Written problem:
Convert the lines below into a JSON list of strings, one string per line, skipping blank lines and leaving out the pictures.

[Collected data entries]
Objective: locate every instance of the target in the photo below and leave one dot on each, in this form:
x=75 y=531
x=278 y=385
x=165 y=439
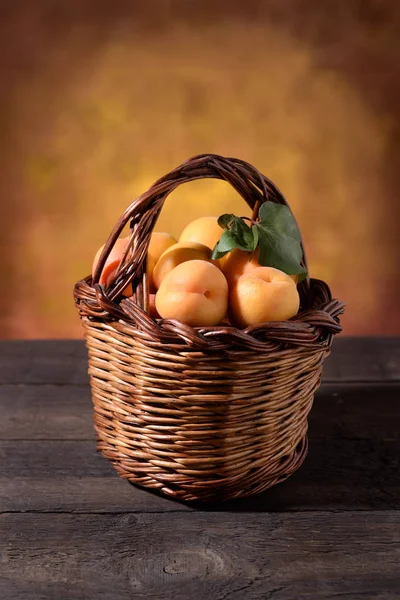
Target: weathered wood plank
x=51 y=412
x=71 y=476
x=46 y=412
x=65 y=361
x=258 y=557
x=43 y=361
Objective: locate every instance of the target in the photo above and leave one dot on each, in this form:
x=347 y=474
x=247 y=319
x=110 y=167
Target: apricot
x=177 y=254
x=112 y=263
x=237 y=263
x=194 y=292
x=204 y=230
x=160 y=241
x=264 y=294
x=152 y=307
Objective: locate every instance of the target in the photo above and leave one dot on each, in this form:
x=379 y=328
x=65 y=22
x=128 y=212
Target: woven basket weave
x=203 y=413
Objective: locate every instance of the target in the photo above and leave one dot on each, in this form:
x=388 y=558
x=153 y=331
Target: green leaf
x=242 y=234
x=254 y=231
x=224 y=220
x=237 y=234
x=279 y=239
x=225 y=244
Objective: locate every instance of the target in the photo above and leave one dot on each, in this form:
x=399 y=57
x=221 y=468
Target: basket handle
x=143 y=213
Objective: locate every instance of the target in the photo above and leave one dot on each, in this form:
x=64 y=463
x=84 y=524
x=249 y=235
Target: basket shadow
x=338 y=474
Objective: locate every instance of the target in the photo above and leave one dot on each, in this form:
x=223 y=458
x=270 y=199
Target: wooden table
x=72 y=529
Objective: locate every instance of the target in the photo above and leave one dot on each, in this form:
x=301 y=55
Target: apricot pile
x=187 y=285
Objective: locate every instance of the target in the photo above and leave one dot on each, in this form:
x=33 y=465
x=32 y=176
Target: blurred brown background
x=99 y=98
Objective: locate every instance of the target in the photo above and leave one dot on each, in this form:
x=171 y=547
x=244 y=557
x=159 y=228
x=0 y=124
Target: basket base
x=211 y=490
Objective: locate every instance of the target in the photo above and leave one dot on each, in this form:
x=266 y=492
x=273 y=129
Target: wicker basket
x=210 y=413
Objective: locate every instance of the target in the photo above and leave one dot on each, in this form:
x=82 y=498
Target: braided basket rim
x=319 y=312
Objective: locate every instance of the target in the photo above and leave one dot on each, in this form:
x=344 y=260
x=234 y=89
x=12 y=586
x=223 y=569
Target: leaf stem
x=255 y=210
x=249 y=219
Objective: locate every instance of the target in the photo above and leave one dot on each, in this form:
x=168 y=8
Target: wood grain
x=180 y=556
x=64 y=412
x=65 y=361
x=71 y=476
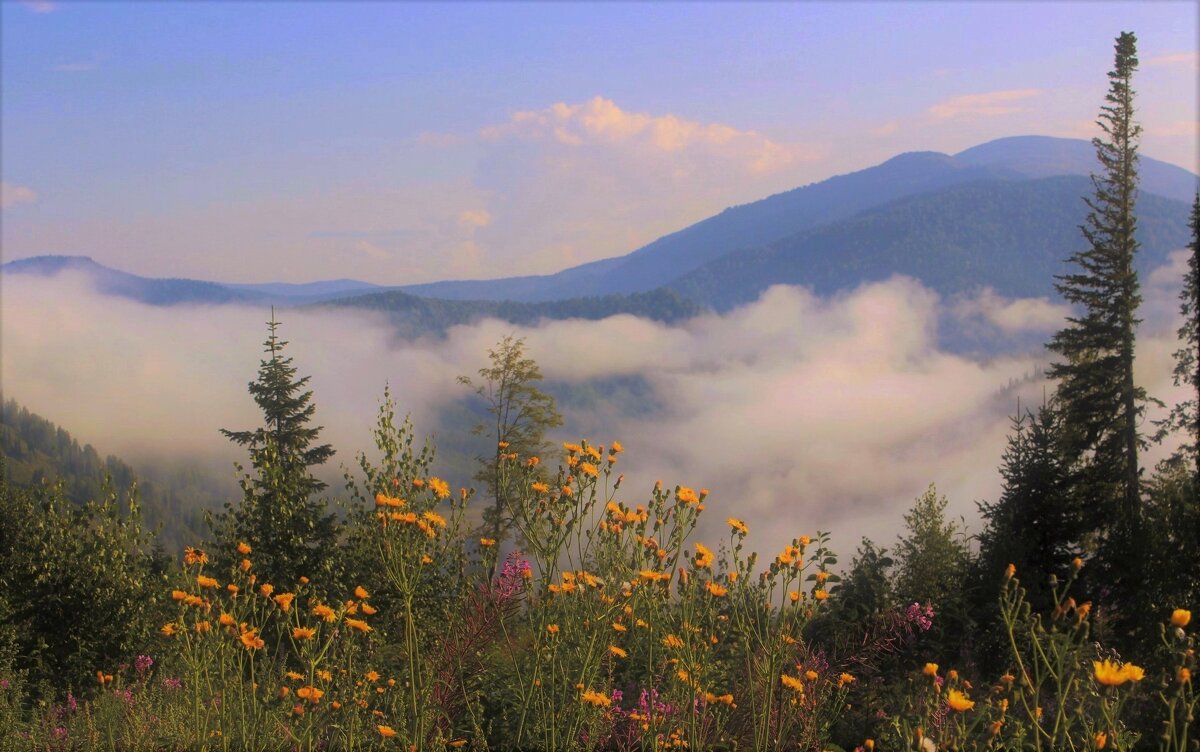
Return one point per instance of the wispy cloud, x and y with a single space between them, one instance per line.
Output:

Answer below:
[
  "Objective: locate every instance of the target in the photo below and leave one dot on each, in this form:",
  "x=75 y=531",
  "x=278 y=385",
  "x=165 y=439",
  "Target: weathered wood plank",
  "x=51 y=412",
  "x=71 y=476",
  "x=46 y=412",
  "x=65 y=361",
  "x=258 y=557",
  "x=43 y=361",
  "Objective: locate every instance of the target in the photo above and leave one dot on each, in this form:",
  "x=347 y=474",
  "x=247 y=319",
  "x=110 y=167",
  "Target: apricot",
  "x=177 y=254",
  "x=112 y=263",
  "x=237 y=263",
  "x=194 y=292",
  "x=204 y=230",
  "x=160 y=241",
  "x=264 y=294",
  "x=152 y=307",
  "Objective: locate every instance of the target in the photo above and leave one dot on each, in this form:",
  "x=379 y=328",
  "x=65 y=22",
  "x=128 y=212",
  "Target: woven basket weave",
  "x=203 y=413",
  "Objective: locate every instance of the target in the photo above and leave one dot on each, in this form:",
  "x=388 y=558",
  "x=153 y=331",
  "Target: green leaf",
  "x=242 y=234",
  "x=254 y=231",
  "x=224 y=220",
  "x=237 y=234",
  "x=279 y=239",
  "x=225 y=244",
  "Objective: locate every instance of the target in the photo above and leave one dot on each, in this form:",
  "x=399 y=57",
  "x=221 y=468",
  "Target: basket handle",
  "x=143 y=213",
  "Objective: locate every instance of the target in the photo above and leave one dot on each, in this form:",
  "x=64 y=463",
  "x=84 y=524",
  "x=249 y=235",
  "Target: basket shadow",
  "x=338 y=474",
  "Objective: locate every instance of the target in the photo above and leave one dot on each, in this form:",
  "x=223 y=458",
  "x=270 y=199",
  "Target: wooden table",
  "x=72 y=529",
  "Objective: locate every instance of the target in the photo above and leave one dot on each, in this form:",
  "x=301 y=55",
  "Target: apricot pile",
  "x=187 y=285",
  "Objective: locate every instance of the target in the photo above and leave one dot on each, in this form:",
  "x=33 y=465",
  "x=32 y=176",
  "Target: blurred brown background",
  "x=99 y=98",
  "Objective: locate every instance of the target in the photo above and leave one dot on each, in this form:",
  "x=171 y=547",
  "x=244 y=557",
  "x=159 y=228",
  "x=0 y=124",
  "Target: basket base",
  "x=211 y=490",
  "Objective: locate every instance of the target in the photo above and leave one dot on each, in this form:",
  "x=266 y=492",
  "x=273 y=129",
  "Target: wicker basket",
  "x=210 y=413",
  "Objective: locate every instance of the target in the photo above and leave one dot on each, in this form:",
  "x=82 y=498",
  "Target: braided basket rim",
  "x=319 y=312",
  "Objective: locate every instance of the target in the photo above and leave one dot on each, in this form:",
  "x=344 y=260",
  "x=234 y=89",
  "x=12 y=586",
  "x=223 y=569",
  "Target: leaf stem",
  "x=255 y=210",
  "x=249 y=219",
  "Objective: locate every instance of the target in the photo above and leave one dot on each, in this form:",
  "x=168 y=8",
  "Target: wood grain",
  "x=180 y=556",
  "x=64 y=412",
  "x=65 y=361",
  "x=71 y=476",
  "Return one point per instance of the wispy cloud, x and y with a single space between them, one instance per line.",
  "Output:"
]